§ GIVEN REQUEST: Convert the items below into a two-column CSV headed instruction and answer, one row per item, with the item's text and its answer each enclosed in a single quoted field and every line break replaced by a space. Leave the pictures out.

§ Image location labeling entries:

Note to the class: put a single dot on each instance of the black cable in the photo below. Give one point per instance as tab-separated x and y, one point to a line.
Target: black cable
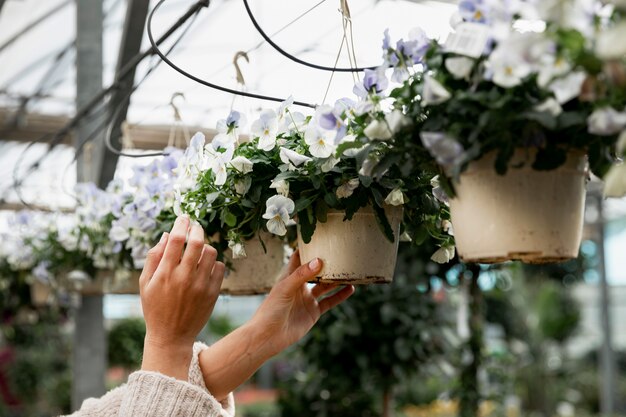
200	80
292	57
56	138
114	117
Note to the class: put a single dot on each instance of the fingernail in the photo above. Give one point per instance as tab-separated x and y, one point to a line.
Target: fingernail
314	265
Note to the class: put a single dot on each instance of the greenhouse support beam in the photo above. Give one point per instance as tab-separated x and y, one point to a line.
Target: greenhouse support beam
608	380
90	350
130	46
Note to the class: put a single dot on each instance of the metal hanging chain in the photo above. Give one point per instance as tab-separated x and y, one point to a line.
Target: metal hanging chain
199	80
292	57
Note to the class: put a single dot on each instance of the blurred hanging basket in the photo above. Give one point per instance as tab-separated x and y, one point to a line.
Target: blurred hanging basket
105	281
527	215
40	293
258	271
355	251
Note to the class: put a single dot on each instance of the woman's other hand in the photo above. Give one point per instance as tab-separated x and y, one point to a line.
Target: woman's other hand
179	286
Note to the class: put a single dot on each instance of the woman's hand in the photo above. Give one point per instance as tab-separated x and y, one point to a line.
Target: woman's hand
287	314
292	308
179	287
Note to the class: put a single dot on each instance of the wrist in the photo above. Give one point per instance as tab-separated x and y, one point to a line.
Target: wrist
263	338
172	359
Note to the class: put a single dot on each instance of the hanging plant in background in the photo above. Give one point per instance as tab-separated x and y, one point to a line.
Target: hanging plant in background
508	109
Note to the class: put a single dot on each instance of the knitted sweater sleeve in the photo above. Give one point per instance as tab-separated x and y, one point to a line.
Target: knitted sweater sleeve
156	395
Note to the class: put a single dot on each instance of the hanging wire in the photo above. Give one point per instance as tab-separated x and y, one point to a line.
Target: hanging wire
292	57
116	113
204	82
87	109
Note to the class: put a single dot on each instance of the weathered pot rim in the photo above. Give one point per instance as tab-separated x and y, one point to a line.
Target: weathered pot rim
576	162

§ CORRECT RESPONSE:
instruction,answer
"Note to the class: put a single dot on each instance of the black cable in the photo below. Give one point per instance as tab-separated x and y, one point to a line. Target: black cable","200	80 292	57 56	138 114	117"
"Note to the class: put a single dot on each instance of the fingernail in the photo above. Give one point per instance as tab-separated x and y, one point to a line. Target: fingernail","314	265"
"Note to the class: put a single dot on each instance of the greenhouse support beam in the photo above. Give one point per instance as tab-separated x and y, one point to a line. Target: greenhouse support beam","608	380 90	350 130	46"
"Note to the class: put a single dot on each instance of the metal hanging chain in the photo above. Give one point per instance as tab-separated x and y, one point to a line. Target: metal hanging chain","199	80 292	57"
"Note to the class: put a single dot on each instance of the blurred hanging basket in the photo above. Give one point per instance as tab-separated x and y, one point to a line. Target: blurred hanging basket","105	281 527	215 40	293 258	271 355	251"
"Note to the class: put a single dot on each instance of the woman's other hand in the photo above. Give one point per instance as tab-separated x and y, one point to a line. Target: woman's other hand","179	286"
"Note to the class: put a single dot on each instance of the woman's hand in the photo above. Give one point per instance as tab-separated x and y, one point to a line. Target: woman's hand","287	314 292	308 179	287"
"Note to the class: put a single dot on each instance of the wrist in the photo above. Give one point per instance as tab-separated x and y, one point to a line. Target: wrist","263	338 172	359"
"Note to the class: put a single dot on each instance of the hanging plant in background in the photo above. Give one point per instance as tab-separated x and y, one point to a line. Target: hanging plant in background","508	109"
"Note to the class: put a single dot on each instance of the knitted sweater sleeve in the photo above. Give one point per instance as tab-separated x and y, one point to a line. Target: knitted sweater sleeve","156	395"
"Note to the class: put a single dot on each instance of the hanging wire in the photo above. Give one point per instance as tab-separated x and y, one point to a line. Target: hanging wire","292	57 116	113 204	82 87	109"
"Note to the class: put a single dot on each instance of the weathered pot rim in the photo above. Give one point per instance as tab-separated x and y, one point to a line. Target: weathered pot rim","576	162"